▸ TO DO: Without the pictures, copy all of the data exactly.

▸ GIVEN DATA:
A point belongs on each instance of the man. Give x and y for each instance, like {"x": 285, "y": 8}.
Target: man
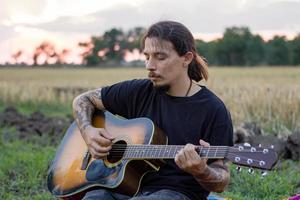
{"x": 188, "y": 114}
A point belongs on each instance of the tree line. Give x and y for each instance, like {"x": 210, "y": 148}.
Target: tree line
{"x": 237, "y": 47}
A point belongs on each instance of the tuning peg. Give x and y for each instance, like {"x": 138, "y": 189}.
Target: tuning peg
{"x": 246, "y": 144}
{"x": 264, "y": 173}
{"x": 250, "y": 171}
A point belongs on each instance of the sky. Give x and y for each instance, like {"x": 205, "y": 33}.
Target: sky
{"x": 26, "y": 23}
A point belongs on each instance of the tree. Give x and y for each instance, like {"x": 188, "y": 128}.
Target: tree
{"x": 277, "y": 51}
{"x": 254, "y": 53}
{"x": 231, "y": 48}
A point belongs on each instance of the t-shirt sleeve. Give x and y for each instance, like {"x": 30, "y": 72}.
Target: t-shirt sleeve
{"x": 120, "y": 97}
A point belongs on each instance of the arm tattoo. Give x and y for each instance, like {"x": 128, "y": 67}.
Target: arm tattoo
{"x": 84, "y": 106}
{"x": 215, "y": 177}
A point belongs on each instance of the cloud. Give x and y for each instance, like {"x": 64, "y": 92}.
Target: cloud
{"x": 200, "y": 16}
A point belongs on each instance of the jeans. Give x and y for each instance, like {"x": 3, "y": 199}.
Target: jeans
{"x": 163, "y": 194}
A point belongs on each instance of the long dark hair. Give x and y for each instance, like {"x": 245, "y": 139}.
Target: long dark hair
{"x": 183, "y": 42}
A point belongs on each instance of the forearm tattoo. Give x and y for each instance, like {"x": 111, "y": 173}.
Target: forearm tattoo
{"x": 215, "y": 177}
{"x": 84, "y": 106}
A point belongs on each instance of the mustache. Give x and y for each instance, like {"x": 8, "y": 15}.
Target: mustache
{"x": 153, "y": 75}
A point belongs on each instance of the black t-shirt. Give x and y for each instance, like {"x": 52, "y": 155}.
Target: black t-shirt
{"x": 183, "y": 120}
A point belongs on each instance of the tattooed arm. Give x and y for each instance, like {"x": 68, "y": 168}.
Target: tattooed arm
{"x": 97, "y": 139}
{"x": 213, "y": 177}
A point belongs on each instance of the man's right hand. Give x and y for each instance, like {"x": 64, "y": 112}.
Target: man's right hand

▸ RESPONSE FOR THIS EXERCISE:
A point belongs on each instance of the man. Give x and y for each instance, like {"x": 285, "y": 8}.
Target: man
{"x": 188, "y": 114}
A point belongs on each instance of the tree line. Give x and y for each instance, like {"x": 210, "y": 148}.
Target: tree line
{"x": 237, "y": 47}
A point belongs on each instance of the tuning peg. Give x and y for each instance, like {"x": 138, "y": 189}.
Target: tuning peg
{"x": 246, "y": 144}
{"x": 264, "y": 173}
{"x": 250, "y": 171}
A point belongs on each instance of the sky. Give x and y for each instance, like {"x": 205, "y": 33}.
Target: sky
{"x": 26, "y": 23}
A point belongs on each instance of the tree. Give x and y for each instance, like {"x": 188, "y": 128}.
Target: tree
{"x": 277, "y": 51}
{"x": 254, "y": 53}
{"x": 231, "y": 48}
A point belongs on each instance of the t-shirt sleeve. Give x and y for each instance, like {"x": 30, "y": 72}.
Target: t-shirt sleeve
{"x": 120, "y": 97}
A point belongs on each instance of the arm tattoo. Give x and y for each instance, like {"x": 128, "y": 67}.
Target: arm tattoo
{"x": 84, "y": 106}
{"x": 215, "y": 177}
A point belongs on each instance of the cloud. Give x and y for each instance, like {"x": 64, "y": 92}.
Target: cloud
{"x": 200, "y": 16}
A point belongs on each instance of the jeans. Give x and y for each instance, like {"x": 3, "y": 199}.
Target: jeans
{"x": 163, "y": 194}
A point belongs on each instance of the long dark hair. Give x and y for each instance, like {"x": 245, "y": 139}.
Target: long dark hair
{"x": 183, "y": 42}
A point belongs on each instance of the forearm tattoo. Give x and y for each instance, like {"x": 111, "y": 173}.
Target: forearm tattoo
{"x": 215, "y": 177}
{"x": 84, "y": 106}
A point belongs on each instance of the mustache. Give x and y for each instance, like {"x": 8, "y": 15}.
Target: mustache
{"x": 153, "y": 75}
A point belongs on each instance of the black t-shirt. Give x and y for each instance, like {"x": 52, "y": 155}.
Target: black t-shirt
{"x": 183, "y": 120}
A point belongs on each instance of the tattooed arm. Give x and y for each instance, like {"x": 68, "y": 168}.
Target: tattooed arm
{"x": 97, "y": 139}
{"x": 213, "y": 177}
A point belongs on each instance of the man's right hand. Give x and y for each instance, like {"x": 64, "y": 112}.
Target: man's right hand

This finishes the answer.